● **DOCUMENT EXTRACT**
=======

That won't work. The money isn't going to line the pockets of (most) of the researchers. It's going to fund the actual science costs itself, which is millions per project.
The problem is that science nowadays is expensive. We've past the days where scientits can preform chemistry experiments in their garage, most science requires heavily specialized equipment, years of preparation, and/or lots of people.
I don't see a clear way to fix this problem. The projects that have the clearest ROI will continue to get funded first.
The standard rate for overhead billed to a grant is 30% and this has increased over time as has the amount of university administration and their salaries , so almost certainly we're not dealing with increased physical plant costs(typically, specific research equipment is billed to the grant, overhead covers things like building maintenance and admin costs).
So yes, (some) science is expensive, but universities also profit from it.
This really isn't true. Math and computer science research need very little in terms of materials cost. The physical sciences are indeed more of a problem, but I have difficulty believing that everything needs big money to research. Surely a large communal lab would facilitate a lot of smaller scale work?
Those fields aren't the issue, and not what he is discussing in the article. The two fields he mentions, bio-chem (the DNA sequencing) and quantum physics (higgs), both require large amounts of funding to progress. Think the large hadrom collider was cheap? Think a DNA sequencing machine is cheap?
Math is only limited by computer power, and our own personal mental computing power. Computer science, similarly. Those two fields are different from the rest of science as we know it today.
It's true that certain aspects of science are very expensive. We're generating a lot of data these days through DNA sequencing, particle collision, and various other expensive scientific measurement techniques.
But there's a lot of work to be done in making sense of that data. It doesn't cost anything to play with data that's already been collected.
The biggest breakthroughs come from people thinking differently.

=======

● **COLLECTED DATA**
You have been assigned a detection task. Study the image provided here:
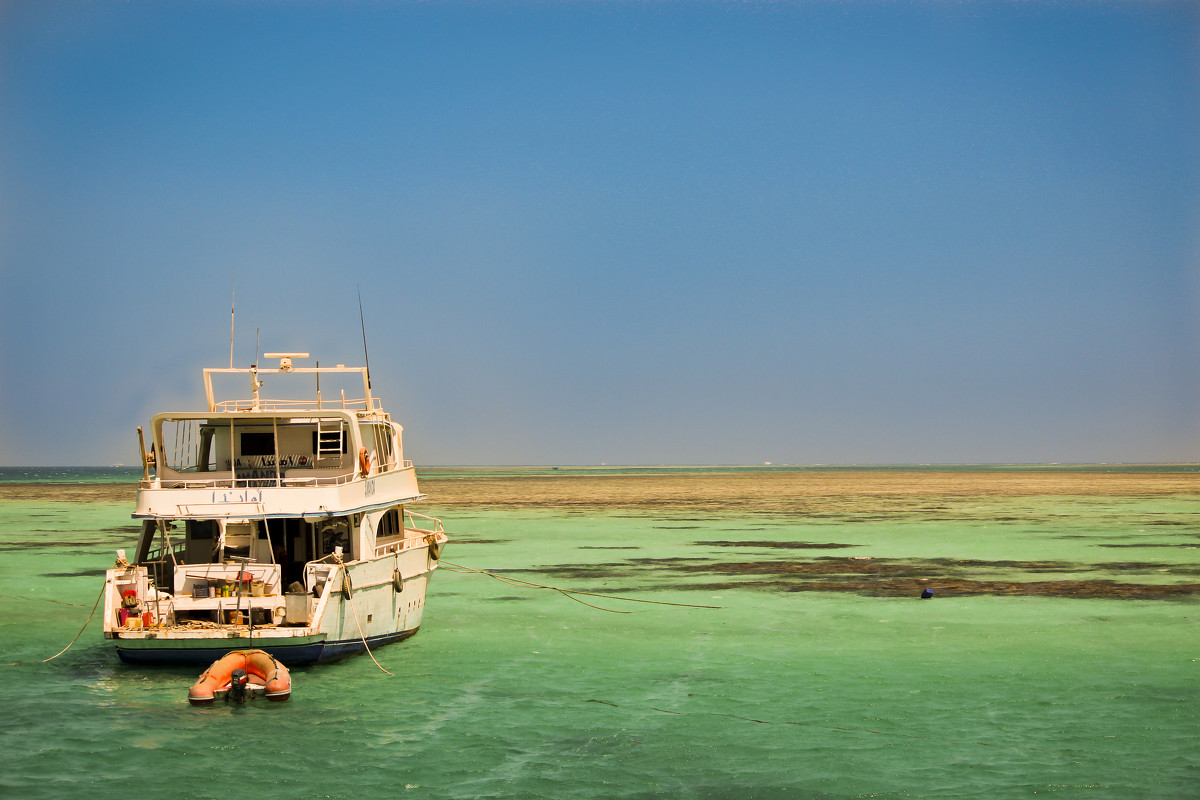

=======

● **ACTIONS TO TAKE**
[A] Please condense the paragraph beginning "The standard rate for overhead" from the discussion of science funding, keeping its main facts.
[B] Carry the discussion of science funding further, picking up after its final sentence.
The listing is separate from the discussion of science funding.

● **EXPECTED OUTPUTS**
[A] Grants are typically billed 30% for overhead. That rate has risen over time, along with university administration and administrators' salaries, so the increase likely isn't due to higher physical plant costs. Specific research equipment is usually charged to the grant, while overhead covers things like building maintenance and administrative costs.

[B]
Obviously experimental physics can be extremely expensive, but coffee-and-chalk theoretical physics positions like (afaik) Higgs' have roughly the same costs as most math or humanities posts. And apparently theoretical physics has huge problems of PhD oversupply.
Does this disprove your implicit point though? The problem is any position which doesn't cost a lot is attracting way too many people for the amount of possible work.
Meanwhile, the expensive parts - i.e. all the applied physics needed to prove or disprove theoretical physics, is not receiving appropriate funding.
That's a really good point. Many meaningful projects will eventually cost a lot of money.
But I like how Brenner provides an environment for scientists to basically do what they want. Some of them eventually get projects funded, but it's important to have that first stage in which people have the freedom to explore.
A basic income can provide that freedom for everyone.
The problem with "the problem" is that there is no uniquely specified problem. The article is concerned with the use of key performance indicators by administrators to allocate resources to scientific projects in many fields. Math and computer science are also affected by this, contrary to what you say.
The problem is that science nowadays is expensive. We've past the days where scientits can preform chemistry experiments in their garage, most science requires heavily specialized equipment, years of preparation, and/or lots of people.
I don't see a clear way to fix this problem. The projects that have the clearest ROI will continue to get funded first.